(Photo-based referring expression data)

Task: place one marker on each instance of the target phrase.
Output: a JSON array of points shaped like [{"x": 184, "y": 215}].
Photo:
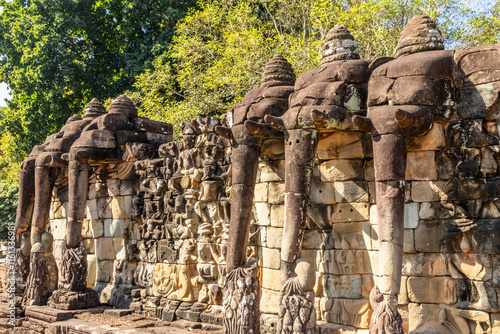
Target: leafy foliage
[
  {"x": 55, "y": 55},
  {"x": 220, "y": 49}
]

EXERCISE PROMPT:
Reproduce the complete set of records verbatim and omit the pictures.

SOLUTION FOR THIS PROBLEM:
Task: place one marker on each instance of the target phrase.
Output: a JSON array of points shaped like [{"x": 184, "y": 215}].
Photo:
Target: leafy foliage
[
  {"x": 55, "y": 55},
  {"x": 220, "y": 49}
]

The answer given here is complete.